* Directions *
The expected output is each line below containing "track", copied in full.

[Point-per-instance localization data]
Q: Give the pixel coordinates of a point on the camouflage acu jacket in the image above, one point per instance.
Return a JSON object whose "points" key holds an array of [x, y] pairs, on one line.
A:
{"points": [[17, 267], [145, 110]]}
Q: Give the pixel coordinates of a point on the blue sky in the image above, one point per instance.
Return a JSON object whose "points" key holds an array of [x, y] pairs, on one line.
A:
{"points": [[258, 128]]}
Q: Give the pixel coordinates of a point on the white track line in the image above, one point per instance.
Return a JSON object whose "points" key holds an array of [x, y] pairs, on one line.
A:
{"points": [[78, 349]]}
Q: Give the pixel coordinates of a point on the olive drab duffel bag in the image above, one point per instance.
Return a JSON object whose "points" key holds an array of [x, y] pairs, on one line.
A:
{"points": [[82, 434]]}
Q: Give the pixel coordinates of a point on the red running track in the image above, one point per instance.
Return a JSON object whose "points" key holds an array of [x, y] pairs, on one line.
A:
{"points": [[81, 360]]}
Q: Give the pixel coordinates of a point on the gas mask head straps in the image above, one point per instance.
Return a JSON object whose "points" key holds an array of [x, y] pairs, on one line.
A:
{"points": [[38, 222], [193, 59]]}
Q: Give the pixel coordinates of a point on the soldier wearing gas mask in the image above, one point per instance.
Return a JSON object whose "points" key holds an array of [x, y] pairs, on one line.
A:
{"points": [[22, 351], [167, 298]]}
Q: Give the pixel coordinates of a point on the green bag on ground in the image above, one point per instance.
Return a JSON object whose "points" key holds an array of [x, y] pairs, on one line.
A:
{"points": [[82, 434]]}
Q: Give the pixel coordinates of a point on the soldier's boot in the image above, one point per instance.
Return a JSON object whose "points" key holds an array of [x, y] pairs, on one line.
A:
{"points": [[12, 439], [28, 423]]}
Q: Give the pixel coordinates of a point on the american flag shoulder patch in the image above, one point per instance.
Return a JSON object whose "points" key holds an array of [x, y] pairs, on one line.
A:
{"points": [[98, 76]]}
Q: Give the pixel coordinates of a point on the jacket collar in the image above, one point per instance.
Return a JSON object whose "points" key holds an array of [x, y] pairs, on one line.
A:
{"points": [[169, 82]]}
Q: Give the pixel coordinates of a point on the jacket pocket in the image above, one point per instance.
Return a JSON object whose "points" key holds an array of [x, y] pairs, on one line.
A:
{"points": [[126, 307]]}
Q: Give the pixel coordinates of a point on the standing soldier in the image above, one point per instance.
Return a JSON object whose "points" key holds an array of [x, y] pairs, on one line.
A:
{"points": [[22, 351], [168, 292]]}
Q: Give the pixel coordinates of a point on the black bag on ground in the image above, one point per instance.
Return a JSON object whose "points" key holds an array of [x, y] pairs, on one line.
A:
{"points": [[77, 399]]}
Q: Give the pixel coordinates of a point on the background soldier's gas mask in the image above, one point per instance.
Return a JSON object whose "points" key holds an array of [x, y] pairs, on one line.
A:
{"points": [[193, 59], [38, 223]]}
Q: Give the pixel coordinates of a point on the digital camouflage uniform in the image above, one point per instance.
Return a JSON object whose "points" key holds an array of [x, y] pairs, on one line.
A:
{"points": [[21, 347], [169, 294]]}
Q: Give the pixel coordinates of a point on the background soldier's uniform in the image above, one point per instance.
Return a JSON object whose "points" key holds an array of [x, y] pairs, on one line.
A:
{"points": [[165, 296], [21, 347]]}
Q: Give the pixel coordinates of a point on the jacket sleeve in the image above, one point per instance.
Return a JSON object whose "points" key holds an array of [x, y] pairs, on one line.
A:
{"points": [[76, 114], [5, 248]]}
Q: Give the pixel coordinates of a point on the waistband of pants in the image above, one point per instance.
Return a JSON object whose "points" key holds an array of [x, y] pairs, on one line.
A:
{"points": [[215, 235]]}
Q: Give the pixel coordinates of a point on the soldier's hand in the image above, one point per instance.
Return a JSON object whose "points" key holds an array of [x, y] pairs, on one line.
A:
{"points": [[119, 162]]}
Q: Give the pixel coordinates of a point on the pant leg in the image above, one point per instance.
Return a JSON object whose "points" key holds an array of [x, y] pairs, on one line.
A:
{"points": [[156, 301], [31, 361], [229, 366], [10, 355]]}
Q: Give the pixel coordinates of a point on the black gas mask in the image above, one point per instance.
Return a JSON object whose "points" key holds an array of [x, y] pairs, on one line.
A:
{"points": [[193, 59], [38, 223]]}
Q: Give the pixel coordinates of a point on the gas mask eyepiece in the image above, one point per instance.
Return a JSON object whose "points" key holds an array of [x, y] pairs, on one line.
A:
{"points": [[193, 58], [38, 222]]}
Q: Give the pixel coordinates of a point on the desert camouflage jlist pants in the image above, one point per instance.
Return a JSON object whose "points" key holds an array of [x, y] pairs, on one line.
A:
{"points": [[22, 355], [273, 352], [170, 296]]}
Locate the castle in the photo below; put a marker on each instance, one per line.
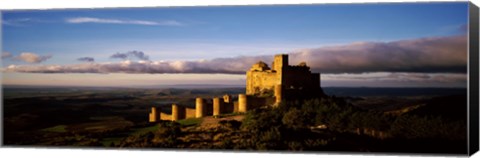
(265, 87)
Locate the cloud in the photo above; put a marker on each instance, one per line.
(17, 22)
(86, 59)
(6, 55)
(79, 20)
(425, 55)
(436, 54)
(32, 57)
(131, 54)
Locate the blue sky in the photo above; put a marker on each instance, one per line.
(196, 33)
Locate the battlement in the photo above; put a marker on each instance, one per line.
(265, 87)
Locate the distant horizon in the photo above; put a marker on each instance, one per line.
(201, 86)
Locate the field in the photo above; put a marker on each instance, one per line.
(117, 117)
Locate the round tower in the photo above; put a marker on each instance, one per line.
(278, 94)
(153, 115)
(199, 107)
(226, 98)
(175, 112)
(242, 103)
(217, 106)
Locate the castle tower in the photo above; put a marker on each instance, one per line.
(217, 106)
(153, 115)
(242, 103)
(279, 62)
(199, 107)
(175, 112)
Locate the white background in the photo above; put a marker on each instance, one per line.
(82, 153)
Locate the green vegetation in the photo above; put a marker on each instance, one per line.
(59, 128)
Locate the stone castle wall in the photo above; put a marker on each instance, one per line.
(264, 86)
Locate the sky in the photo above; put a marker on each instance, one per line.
(355, 45)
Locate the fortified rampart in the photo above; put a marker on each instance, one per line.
(265, 86)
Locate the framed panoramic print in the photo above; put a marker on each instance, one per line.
(366, 78)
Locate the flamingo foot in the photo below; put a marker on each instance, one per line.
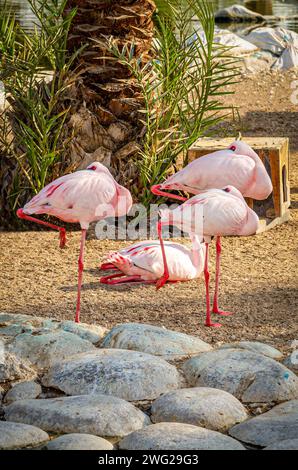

* Result for this exercise *
Q: Give the pixel coordinates of a point on the white track line in the image above, one point per instance.
Q: Give the pixel coordinates of a point on the red running track in the image above, one point per instance.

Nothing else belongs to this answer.